Exercise brief: Each line of the records that holds the word "target" should be copied out.

Entries shown:
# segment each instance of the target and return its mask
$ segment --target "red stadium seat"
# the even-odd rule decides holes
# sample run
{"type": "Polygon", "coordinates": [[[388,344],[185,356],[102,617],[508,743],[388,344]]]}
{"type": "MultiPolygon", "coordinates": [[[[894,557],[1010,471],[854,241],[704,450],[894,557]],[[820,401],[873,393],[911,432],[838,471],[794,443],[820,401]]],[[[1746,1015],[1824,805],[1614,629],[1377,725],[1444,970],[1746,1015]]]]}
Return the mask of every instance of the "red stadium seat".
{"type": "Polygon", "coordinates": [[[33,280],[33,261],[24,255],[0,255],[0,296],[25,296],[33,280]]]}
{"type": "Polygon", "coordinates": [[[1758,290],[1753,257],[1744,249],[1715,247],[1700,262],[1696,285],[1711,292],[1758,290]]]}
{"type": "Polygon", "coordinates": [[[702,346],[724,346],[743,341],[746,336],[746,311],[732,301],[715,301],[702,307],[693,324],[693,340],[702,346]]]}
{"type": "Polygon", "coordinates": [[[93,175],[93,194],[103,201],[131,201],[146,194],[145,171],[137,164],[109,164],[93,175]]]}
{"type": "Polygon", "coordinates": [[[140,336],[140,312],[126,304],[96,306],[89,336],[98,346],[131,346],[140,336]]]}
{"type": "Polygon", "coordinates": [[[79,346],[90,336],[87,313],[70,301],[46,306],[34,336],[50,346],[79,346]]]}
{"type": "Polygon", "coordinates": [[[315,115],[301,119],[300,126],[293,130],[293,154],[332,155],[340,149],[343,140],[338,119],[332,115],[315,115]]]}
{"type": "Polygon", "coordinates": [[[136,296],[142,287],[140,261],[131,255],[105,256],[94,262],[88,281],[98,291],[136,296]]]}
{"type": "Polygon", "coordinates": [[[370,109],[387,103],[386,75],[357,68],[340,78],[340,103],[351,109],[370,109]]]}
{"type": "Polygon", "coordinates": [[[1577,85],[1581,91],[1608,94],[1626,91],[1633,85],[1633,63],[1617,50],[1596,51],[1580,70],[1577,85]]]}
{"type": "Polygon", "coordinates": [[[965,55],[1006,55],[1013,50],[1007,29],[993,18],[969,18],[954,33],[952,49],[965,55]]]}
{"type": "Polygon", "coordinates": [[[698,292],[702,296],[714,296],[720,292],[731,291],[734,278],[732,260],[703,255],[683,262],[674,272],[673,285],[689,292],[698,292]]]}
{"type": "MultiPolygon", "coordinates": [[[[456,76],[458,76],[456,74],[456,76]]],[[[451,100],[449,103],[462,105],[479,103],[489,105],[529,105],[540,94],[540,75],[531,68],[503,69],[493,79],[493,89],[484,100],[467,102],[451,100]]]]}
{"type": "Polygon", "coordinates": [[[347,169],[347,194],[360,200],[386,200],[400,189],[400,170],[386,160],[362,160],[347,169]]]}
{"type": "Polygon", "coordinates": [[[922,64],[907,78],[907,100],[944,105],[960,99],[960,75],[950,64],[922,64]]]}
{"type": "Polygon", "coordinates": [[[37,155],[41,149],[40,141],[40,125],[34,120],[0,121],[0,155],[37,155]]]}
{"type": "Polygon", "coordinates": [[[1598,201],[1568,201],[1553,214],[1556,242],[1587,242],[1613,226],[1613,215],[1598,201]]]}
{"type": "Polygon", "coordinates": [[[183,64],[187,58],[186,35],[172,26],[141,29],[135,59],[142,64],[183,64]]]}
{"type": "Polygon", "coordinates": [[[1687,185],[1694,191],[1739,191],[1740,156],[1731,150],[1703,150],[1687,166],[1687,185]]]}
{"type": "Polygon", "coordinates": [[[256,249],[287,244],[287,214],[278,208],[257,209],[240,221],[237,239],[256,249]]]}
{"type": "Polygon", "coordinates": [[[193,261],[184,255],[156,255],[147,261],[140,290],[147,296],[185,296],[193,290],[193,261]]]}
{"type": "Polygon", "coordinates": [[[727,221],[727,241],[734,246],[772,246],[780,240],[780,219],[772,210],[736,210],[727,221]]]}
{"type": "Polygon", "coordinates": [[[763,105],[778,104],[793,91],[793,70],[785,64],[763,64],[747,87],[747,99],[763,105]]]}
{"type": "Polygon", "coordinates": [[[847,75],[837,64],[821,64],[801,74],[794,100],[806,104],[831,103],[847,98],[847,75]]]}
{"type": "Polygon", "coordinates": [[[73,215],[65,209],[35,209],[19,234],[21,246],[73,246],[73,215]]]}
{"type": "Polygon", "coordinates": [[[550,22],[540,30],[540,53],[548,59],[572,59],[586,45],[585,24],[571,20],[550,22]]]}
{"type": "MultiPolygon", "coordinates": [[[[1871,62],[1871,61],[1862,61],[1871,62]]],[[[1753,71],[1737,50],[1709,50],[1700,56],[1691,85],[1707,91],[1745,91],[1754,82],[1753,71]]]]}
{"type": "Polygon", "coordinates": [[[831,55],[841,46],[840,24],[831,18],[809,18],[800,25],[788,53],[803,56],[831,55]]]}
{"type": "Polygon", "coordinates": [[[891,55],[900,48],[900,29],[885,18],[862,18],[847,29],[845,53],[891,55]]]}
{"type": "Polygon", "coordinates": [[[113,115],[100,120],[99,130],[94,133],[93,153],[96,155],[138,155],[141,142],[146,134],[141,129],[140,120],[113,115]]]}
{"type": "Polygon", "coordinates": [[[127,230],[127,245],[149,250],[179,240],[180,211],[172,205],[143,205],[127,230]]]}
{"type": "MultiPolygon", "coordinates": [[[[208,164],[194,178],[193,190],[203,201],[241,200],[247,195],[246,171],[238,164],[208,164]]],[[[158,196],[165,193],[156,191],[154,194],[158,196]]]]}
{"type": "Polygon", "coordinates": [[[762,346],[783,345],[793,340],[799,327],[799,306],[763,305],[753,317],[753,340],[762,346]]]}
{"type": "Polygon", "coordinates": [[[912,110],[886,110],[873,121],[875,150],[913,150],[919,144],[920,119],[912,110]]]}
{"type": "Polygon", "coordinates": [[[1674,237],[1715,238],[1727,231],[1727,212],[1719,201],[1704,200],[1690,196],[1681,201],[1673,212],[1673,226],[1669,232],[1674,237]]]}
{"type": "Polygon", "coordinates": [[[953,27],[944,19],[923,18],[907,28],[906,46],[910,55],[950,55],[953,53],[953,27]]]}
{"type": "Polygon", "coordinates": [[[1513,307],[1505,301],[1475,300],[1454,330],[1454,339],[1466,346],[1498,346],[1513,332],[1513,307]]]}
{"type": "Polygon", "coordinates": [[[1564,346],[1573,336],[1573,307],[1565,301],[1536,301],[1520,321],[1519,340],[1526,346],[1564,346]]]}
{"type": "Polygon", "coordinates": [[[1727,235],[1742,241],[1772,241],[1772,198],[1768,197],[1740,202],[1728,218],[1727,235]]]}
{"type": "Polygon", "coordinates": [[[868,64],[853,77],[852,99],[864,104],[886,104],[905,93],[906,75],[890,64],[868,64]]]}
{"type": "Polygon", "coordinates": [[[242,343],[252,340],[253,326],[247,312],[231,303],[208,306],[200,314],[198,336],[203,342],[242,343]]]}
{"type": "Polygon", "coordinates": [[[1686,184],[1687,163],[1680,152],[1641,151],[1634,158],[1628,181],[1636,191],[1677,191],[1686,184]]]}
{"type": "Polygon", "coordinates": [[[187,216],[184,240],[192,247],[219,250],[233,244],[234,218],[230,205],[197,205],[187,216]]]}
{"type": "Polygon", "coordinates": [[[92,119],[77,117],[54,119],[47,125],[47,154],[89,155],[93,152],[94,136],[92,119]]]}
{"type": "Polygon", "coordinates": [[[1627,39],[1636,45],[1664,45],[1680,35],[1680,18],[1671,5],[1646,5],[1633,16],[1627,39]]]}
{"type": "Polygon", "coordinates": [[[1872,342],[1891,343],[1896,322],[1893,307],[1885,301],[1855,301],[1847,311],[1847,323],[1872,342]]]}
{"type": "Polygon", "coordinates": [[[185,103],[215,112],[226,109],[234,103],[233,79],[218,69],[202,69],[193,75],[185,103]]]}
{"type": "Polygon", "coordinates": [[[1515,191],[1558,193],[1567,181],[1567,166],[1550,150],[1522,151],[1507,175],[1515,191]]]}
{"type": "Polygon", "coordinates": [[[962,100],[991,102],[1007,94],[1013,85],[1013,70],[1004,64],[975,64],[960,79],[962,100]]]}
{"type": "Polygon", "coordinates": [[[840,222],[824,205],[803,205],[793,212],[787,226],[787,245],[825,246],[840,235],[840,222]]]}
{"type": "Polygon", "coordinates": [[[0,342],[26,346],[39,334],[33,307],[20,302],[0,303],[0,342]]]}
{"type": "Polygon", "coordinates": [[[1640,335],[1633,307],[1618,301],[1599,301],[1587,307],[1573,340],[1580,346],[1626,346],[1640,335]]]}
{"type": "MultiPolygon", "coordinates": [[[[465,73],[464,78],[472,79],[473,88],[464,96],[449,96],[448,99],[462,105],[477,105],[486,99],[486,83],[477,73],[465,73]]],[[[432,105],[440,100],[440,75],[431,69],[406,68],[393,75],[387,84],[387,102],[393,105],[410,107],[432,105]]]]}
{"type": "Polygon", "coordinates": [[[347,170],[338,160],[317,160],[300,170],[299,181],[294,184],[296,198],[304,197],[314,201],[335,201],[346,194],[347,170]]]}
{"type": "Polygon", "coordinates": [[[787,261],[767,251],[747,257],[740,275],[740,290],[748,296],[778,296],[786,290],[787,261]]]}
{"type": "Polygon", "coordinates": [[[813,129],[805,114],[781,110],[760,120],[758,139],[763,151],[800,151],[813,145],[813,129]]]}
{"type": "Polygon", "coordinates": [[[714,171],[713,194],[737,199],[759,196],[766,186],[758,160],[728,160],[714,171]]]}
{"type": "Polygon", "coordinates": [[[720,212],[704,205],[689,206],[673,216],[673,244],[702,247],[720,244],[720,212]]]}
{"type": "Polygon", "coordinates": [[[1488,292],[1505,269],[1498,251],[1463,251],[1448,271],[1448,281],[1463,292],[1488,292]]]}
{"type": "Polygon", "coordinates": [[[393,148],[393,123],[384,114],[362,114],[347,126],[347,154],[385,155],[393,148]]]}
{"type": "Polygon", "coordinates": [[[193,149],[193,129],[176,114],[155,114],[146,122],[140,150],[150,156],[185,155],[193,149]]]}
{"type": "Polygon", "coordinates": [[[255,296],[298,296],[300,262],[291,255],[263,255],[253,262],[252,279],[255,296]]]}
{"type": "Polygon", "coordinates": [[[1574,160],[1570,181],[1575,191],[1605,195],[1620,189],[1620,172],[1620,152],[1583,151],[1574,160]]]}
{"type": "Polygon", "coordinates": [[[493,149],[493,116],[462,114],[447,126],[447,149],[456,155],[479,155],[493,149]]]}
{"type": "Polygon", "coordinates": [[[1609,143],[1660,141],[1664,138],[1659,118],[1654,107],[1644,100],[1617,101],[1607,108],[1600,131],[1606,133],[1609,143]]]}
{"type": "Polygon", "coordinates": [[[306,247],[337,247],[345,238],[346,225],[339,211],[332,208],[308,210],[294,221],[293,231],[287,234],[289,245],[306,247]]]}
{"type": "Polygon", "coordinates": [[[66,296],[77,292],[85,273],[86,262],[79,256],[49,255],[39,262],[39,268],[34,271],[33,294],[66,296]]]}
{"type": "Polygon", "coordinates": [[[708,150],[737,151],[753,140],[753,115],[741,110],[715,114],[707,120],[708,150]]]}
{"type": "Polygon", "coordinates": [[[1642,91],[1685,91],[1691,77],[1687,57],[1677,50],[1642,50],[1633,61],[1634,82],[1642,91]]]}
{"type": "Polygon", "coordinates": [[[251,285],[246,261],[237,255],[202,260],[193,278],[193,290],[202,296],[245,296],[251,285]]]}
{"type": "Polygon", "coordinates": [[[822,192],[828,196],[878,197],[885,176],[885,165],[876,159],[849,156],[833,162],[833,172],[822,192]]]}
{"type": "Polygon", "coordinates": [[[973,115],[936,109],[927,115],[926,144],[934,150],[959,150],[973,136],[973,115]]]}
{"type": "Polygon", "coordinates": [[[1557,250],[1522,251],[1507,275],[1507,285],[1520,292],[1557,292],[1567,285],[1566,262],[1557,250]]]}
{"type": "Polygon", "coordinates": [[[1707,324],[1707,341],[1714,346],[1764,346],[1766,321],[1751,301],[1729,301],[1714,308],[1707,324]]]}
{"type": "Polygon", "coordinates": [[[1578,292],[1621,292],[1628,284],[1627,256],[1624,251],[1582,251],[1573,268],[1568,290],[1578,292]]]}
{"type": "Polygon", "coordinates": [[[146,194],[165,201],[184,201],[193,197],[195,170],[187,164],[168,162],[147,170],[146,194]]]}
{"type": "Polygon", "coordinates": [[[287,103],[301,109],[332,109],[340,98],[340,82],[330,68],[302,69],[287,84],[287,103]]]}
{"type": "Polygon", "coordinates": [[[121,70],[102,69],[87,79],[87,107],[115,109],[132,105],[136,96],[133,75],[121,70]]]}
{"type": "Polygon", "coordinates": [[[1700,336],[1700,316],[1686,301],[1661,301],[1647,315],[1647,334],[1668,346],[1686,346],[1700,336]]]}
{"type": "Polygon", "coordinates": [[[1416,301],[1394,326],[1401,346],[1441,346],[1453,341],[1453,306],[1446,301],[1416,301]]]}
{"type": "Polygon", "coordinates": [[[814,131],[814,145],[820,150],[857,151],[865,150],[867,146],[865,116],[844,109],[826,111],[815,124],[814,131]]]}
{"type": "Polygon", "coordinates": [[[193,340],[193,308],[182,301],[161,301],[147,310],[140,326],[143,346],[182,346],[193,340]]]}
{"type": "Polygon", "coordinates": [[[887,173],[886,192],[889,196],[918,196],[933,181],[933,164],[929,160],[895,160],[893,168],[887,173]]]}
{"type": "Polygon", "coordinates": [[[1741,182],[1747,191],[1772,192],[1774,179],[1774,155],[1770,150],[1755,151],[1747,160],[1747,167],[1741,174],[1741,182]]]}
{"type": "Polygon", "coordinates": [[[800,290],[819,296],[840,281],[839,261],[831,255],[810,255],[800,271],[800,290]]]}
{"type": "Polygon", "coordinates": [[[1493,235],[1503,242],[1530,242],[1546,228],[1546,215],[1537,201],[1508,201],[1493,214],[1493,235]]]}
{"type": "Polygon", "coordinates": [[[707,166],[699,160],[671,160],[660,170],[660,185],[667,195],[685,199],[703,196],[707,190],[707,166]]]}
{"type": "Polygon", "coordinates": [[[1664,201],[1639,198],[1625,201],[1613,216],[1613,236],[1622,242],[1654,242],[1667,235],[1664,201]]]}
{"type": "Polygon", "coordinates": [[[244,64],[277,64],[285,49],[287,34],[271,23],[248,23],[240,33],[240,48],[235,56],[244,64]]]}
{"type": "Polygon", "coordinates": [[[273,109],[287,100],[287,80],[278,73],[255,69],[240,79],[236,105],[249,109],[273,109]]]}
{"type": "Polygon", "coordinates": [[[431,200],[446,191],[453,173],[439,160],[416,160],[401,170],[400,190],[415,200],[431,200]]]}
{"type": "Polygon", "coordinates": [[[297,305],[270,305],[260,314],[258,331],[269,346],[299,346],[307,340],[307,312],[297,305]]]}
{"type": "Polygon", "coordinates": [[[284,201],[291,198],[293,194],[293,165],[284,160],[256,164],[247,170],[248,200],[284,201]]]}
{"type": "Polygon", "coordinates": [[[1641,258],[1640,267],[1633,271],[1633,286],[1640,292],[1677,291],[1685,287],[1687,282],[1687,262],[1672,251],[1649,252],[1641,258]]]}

Response to this task:
# segment each instance of the target and return its mask
$ segment --target "red stadium seat"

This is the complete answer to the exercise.